**DOCUMENT PASSAGE**
● ● ● ● ● ● ●

How Many Hours Do We Need to Work to Be “Productive?” Reprise

“Work is no longer a place; it’s a state of mind. It’s become less about when I turn off the office lights and more about when I turn off (at least mentally) the inbox.” Christa Carone, Chief Marketing Officer, Xerox
Is the private life dead?
When you hired me, did  you buy my evenings, weekends and holidays?
Now that you can reach me anytime via my smart phone – should I respond when the “boss” is calling or texting and I am in the bathroom? How about when I am out for a walk with my child or on my way into a movie on a Friday night?
Maybe it’s important – I’ll just respond to this text.
What about that email from the boss that arrived at 5 am?   OMG – its 7 am already, he’ll think I’m a slacker because I didn’t respond earlier. I should start getting up at 5 because more people seem to be getting started to work around that time?
My boss gets to work at 6am – she says she likes to get an early start. When I was first hired I noticed she’s still there at 6pm! Does she expect me to put in a 12 hour day – everyday?
Unfortunately, all the above are real scenarios. My informal poll tells me the average salaried worker is putting in about 10 – 12 hours per day/night/weekend.
Is this productive?
And by the way, when was the last time we/you defined productivity? And whose productivity are we defining – the organizations’ or our own personal standards?
Or is that distinction an amorphous blur in today’s work world?

What’s Productivity? 

In his New York Times article, Let’s Be Less Productive, author Tim Jackson defines productivity, “as the amount of output delivered per hour of work in the economy.”  Even though the word, “productivity” has crept into the lexicon of the average person, it is, in fact, an economic term.  When your teenage sister says, “I wasn’t very productive today, I just sat around reading and watching movies,” she’s unconsciously defining her time spent through the lens of economic measurement.
Most of us are now culturally conditioned by the collective meme – Time is money.
As author Tim Jackson writes, “Output is everything. Time is money. The quest for increased productivity occupies reams of academic literature and haunts the waking hours of C.E.O’s and finance ministers. We’ve become conditioned by the language of efficiency.”
Using the simple language of efficiency metric, each person should ask – how many hours of my life do I have to trade for enough money to buy particular items?  When I count my hours, do I include the amount of time it takes to commute to work? How about the time spent grooming and preparing a wardrobe to wear for work? Should I factor in the costs for those items as well? If it’s a matter of economics, everything’s on the table, right?
In more deeply defining productivity, blogger Jamie Notter suggests that each person should define the term to personally determine the value/s that matters most to them.  His three domains of value include:

  • Impact – Who receives the value of your productivity? Yourself, loved ones, your company, customers, community, the planet?
  • Endurance – How long does the value you create endure? An hour, a day, a lifetime? Is it quickly consumed and forgotten? Does the value you create have a ripple through time?

● ● ● ● ● ● ●

**LISTED RECORDS**
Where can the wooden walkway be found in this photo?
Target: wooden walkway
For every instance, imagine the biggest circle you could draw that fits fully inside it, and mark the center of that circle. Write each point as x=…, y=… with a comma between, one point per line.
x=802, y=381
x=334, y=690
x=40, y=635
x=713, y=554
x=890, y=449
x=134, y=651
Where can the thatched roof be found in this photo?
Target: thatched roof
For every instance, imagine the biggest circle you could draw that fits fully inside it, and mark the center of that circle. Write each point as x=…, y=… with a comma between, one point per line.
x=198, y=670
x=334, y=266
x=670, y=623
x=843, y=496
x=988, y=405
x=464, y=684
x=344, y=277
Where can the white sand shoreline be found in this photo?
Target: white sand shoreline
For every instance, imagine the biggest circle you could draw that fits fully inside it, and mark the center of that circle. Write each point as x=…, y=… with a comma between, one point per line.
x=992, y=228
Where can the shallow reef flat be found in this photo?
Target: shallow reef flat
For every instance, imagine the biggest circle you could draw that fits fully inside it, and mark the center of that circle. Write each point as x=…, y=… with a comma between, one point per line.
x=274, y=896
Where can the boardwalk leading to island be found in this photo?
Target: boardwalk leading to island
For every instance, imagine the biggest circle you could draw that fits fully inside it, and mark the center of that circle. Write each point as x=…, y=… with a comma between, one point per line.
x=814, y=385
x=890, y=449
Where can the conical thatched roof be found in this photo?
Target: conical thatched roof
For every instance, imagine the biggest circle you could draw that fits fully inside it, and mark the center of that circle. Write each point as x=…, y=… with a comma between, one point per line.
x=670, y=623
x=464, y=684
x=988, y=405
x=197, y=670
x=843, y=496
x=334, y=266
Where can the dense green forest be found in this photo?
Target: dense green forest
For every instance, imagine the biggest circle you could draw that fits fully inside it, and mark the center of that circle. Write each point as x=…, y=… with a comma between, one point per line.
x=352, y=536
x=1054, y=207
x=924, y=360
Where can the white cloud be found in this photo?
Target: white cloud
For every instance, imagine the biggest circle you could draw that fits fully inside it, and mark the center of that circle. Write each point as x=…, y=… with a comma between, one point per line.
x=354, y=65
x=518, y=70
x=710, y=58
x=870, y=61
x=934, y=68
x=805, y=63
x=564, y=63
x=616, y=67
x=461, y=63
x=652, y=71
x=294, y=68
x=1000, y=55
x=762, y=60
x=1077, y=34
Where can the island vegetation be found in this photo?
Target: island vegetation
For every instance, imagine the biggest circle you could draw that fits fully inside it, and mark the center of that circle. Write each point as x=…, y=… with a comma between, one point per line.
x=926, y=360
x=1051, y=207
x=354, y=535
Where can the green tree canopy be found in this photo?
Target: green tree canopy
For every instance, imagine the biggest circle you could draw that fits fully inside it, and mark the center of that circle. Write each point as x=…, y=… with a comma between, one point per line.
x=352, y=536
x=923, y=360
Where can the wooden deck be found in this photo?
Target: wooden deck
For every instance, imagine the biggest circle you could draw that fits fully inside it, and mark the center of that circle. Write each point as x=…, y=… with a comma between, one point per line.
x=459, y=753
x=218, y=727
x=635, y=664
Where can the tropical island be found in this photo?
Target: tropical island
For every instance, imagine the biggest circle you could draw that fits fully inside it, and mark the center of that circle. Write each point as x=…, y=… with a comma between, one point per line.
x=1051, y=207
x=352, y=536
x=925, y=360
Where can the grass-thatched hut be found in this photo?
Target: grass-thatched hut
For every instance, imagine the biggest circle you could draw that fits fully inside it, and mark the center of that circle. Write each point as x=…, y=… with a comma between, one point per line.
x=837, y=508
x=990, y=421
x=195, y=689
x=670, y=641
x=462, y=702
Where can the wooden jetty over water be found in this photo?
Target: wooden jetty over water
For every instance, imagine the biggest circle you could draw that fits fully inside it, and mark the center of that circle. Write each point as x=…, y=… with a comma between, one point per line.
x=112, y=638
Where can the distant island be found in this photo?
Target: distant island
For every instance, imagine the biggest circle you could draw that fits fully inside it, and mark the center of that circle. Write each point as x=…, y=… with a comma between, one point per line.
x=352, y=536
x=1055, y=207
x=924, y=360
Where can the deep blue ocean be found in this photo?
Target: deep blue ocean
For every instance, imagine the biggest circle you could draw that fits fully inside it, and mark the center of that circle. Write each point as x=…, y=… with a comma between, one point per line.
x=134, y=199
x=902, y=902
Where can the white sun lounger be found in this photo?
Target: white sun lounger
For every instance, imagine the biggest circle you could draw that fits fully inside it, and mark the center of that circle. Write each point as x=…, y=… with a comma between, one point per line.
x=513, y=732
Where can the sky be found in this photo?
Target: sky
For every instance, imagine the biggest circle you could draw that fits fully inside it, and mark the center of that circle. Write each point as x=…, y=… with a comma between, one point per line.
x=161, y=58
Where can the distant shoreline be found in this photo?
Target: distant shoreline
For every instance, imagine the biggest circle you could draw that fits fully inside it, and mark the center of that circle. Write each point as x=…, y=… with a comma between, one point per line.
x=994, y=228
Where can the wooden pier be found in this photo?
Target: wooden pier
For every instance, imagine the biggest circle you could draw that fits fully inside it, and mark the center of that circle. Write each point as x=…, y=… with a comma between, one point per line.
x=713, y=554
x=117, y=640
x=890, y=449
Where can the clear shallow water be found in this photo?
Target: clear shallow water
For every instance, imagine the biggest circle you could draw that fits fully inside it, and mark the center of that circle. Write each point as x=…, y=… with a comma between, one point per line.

● ● ● ● ● ● ●

**WHAT TO PRODUCE**
How does Tim Jackson define productivity in the productivity article? Rely only on the productivity article for what comes next.

**SOLUTION BELOW**
As the amount of output delivered per hour of work in the economy.